Tuliskan lanjutan berita di bawah tentang aksi Grammer di Medan yang menolak pasal gelandangan dalam RUU KUHP, dimulai setelah kalimat terakhirnya.

- Teks:

....................

Medan - Puluhan mahasiswa yang tergabung dalam Gerakan Rakyat Medan atau disebut Grammer melakukan aksi damai, di Jalan Pulau Pinang, Kecamatan Medan Barat, Sumatera Utara, Minggu 29 September 2019.
Aksi mereka meminta agar Rancangan Undang Undang (RUU) KUHP yang salah satu pasalnya, yakni Pasal 432 tentang bergelandangan agar tidak disahkan. Negara Republik Indonesia sejauh ini tak pernah memberikan jaminan hidup kepada gelandangan.
"Ada banyak pasal dalam RUU KUHP yang masih tidak berpihak kepada rakyat, di antaranya tentang gelandangan. Itu yang saya tidak sepakat. Karena menurut saya itu ngawur," kata koordinator aksi Grammer, Santi Marsalena.
Menurut dia, bagaimana jika seorang gelandangan yang tidak punya tempat tinggal atau rumah, lalu ditangkap, dipenjara dua bulan dan denda Rp 1 juta.
Sebab cara seperti ini jarang sekali dilakukan, kita tidak mengganggu ketertiban masyarakat, tidak mengganggu lalu lintas
"Itu saya rasa aneh, karena negara kita juga tidak ada jaminan hidup untuk rakyat. Kecuali jika ada jaminan dari negara kepada rakyat dari lahir sampai mati, dibiayai negara, minimal Rp 2 juta per bulan. Barulah kita sepakat. Tapi ini tidak ada jaminan hidup. Sudah tidak ada jaminan, masih dihukum sejatuh-jatuhnya, itu yang kami tidak sepakat," tandas Santi.

....................

- Entri Data:
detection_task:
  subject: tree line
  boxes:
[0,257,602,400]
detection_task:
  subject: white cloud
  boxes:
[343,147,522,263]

....................

- Hasil Tugas:
Dalam aksinya, Grammer yang kebanyakan mahasiswa dari Kota Medan ini melakukannya lewat seni, menampilkan nyanyian yang sifatnya mengkritik dan membangun.
Di situ massa juga membawa spanduk bertuliskan 'Dewan Penipu Rakyat', kemudian mereka juga menyebut bahwa 'KPK Padam Tikus Berkeliaran', lalu 'Hutan Dibakar KPK yang Dipadamkan'.
Sekretaris Gerakan Mahasiswa Nasional Indonesia (GMNI) Kota Medan Yunan Habibie ikut dalam aksi, mengapresiasi aksi lewat tampilan seni.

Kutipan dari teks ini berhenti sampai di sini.